Page »

After adding that switch (reason) there, wouldn't it make sense to move 
also the code from the if blocks into the case blocks? That if 
conditions check for reason anyway so those if branches would naturally 
belong under one of the cases each.

-- 
 i.
Re: [PATCH v6 02/16] PCI/DPC: Log Error Source ID only when valid
Posted by Bjorn Helgaas 7 months ago
On Tue, May 20, 2025 at 01:28:02PM +0300, Ilpo Järvinen wrote:
> On Mon, 19 May 2025, Bjorn Helgaas wrote:
> > DPC Error Source ID is only valid when the DPC Trigger Reason indicates
> > that DPC was triggered due to reception of an ERR_NONFATAL or ERR_FATAL
> > Message (PCIe r6.0, sec 7.9.14.5).
> > 
> > When DPC was triggered by ERR_NONFATAL (PCI_EXP_DPC_STATUS_TRIGGER_RSN_NFE)
> > or ERR_FATAL (PCI_EXP_DPC_STATUS_TRIGGER_RSN_FE) from a downstream device,
> > log the Error Source ID (decoded into domain/bus/device/function).  Don't
> > print the source otherwise, since it's not valid.
> > 
> > For DPC trigger due to reception of ERR_NONFATAL or ERR_FATAL, the dmesg
> > logging changes:
> > 
> >   - pci 0000:00:01.0: DPC: containment event, status:0x000d source:0x0200
> >   - pci 0000:00:01.0: DPC: ERR_FATAL detected
> >   + pci 0000:00:01.0: DPC: containment event, status:0x000d, ERR_FATAL received from 0000:02:00.0
> > 
> > and when DPC triggered for other reasons, where DPC Error Source ID is
> > undefined, e.g., unmasked uncorrectable error:
> > 
> >   - pci 0000:00:01.0: DPC: containment event, status:0x0009 source:0x0200
> >   - pci 0000:00:01.0: DPC: unmasked uncorrectable error detected
> >   + pci 0000:00:01.0: DPC: containment event, status:0x0009: unmasked uncorrectable error detected
> > 
> > Previously the "containment event" message was at KERN_INFO and the
> > "%s detected" message was at KERN_WARNING.  Now the single message is at
> > KERN_WARNING.
> > 
> > Signed-off-by: Bjorn Helgaas <bhelgaas@google.com>
> > ---
> >  drivers/pci/pcie/dpc.c | 45 ++++++++++++++++++++++++++----------------
> >  1 file changed, 28 insertions(+), 17 deletions(-)

Instructions »
A. The patch discussion shows sample dmesg lines with a leading minus sign. List all of them, without the minus sign.
B. Repeat the records word for word, starting at the line that contains "Note to the class: we label each instance of the sky" and continuing through the last line of the records.

Recorded data »
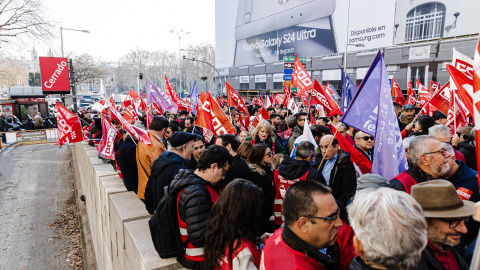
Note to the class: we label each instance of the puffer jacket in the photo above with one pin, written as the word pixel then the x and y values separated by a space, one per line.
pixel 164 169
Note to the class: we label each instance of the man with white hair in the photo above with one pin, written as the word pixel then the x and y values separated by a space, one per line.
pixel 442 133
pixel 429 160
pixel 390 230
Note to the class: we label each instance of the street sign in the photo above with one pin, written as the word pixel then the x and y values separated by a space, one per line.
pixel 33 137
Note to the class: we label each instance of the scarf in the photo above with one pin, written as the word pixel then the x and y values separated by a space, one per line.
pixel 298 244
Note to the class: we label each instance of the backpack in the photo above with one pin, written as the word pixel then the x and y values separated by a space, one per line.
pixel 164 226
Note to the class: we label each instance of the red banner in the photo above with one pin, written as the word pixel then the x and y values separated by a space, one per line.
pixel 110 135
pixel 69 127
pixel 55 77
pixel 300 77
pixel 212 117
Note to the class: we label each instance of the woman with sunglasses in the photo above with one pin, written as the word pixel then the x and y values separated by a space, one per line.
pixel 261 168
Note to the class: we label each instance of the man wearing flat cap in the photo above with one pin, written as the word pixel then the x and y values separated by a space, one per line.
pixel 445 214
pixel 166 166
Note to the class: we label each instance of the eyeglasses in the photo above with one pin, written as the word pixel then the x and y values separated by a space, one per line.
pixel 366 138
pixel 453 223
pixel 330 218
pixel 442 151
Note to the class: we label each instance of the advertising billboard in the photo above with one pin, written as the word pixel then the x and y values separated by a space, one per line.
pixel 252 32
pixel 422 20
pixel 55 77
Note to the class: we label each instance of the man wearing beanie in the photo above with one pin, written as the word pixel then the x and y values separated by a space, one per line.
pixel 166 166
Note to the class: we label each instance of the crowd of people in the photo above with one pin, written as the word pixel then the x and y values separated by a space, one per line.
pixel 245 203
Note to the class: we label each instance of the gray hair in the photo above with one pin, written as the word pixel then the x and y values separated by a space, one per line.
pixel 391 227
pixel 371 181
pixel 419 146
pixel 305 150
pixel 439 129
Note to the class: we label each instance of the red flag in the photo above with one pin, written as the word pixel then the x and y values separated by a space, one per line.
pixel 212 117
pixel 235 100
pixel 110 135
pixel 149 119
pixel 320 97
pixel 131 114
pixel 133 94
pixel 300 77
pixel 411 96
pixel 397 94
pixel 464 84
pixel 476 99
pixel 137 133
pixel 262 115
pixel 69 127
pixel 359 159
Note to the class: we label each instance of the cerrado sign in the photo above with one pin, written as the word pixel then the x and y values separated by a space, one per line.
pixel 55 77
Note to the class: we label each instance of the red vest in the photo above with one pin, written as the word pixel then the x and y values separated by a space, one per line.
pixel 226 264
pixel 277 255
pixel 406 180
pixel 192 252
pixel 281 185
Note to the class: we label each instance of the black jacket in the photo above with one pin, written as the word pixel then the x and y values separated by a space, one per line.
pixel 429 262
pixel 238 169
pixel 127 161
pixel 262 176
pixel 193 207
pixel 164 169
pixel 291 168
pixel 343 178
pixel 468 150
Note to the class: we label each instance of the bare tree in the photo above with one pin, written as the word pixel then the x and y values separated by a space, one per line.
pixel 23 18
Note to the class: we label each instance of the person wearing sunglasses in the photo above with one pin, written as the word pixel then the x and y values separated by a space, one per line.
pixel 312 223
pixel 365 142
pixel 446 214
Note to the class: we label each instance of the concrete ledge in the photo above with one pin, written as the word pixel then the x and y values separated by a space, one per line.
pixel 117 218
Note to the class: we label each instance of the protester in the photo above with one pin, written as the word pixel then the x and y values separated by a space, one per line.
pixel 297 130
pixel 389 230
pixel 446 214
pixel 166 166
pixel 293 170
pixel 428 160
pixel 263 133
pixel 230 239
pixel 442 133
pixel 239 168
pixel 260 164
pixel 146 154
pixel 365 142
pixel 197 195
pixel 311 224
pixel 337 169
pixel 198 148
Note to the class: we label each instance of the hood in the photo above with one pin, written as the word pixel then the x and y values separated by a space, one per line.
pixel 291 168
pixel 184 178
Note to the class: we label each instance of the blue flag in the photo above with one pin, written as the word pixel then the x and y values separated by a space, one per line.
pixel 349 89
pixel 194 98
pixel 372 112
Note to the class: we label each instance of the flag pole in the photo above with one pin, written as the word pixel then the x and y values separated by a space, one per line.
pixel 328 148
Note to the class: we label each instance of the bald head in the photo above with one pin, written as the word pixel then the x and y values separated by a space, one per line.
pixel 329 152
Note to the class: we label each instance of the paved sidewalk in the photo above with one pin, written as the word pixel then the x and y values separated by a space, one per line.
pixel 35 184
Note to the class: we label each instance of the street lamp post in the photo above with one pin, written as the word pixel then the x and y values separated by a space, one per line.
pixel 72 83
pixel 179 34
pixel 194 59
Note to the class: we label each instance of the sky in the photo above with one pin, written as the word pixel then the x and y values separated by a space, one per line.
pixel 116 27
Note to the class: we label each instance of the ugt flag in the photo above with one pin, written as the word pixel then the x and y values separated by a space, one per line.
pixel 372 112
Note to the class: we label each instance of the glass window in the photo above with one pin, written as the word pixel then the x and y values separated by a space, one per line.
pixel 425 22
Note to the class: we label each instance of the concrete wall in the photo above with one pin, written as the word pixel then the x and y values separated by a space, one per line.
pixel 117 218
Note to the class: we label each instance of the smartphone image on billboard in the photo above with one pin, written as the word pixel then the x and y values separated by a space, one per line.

Outputs by task »
A.
pci 0000:00:01.0: DPC: containment event, status:0x000d source:0x0200
pci 0000:00:01.0: DPC: ERR_FATAL detected
pci 0000:00:01.0: DPC: containment event, status:0x0009 source:0x0200
pci 0000:00:01.0: DPC: unmasked uncorrectable error detected

B.
Note to the class: we label each instance of the sky in the photo above with one pin, written as the word pixel then the x and y values separated by a space, one per line.
pixel 116 27
Note to the class: we label each instance of the ugt flag in the photo above with one pin, written as the word pixel then the x and y values separated by a space, one per line.
pixel 372 112
Note to the class: we label each instance of the glass window in the photo above with one pin, written as the word pixel then the x and y values separated by a space, one per line.
pixel 425 22
Note to the class: we label each instance of the concrete wall in the photo above with one pin, written as the word pixel then the x and y values separated by a space, one per line.
pixel 117 218
Note to the class: we label each instance of the smartphone image on billboard in the photo above with one pin, written as the word pixel then the x and y values separated by a space, one per line.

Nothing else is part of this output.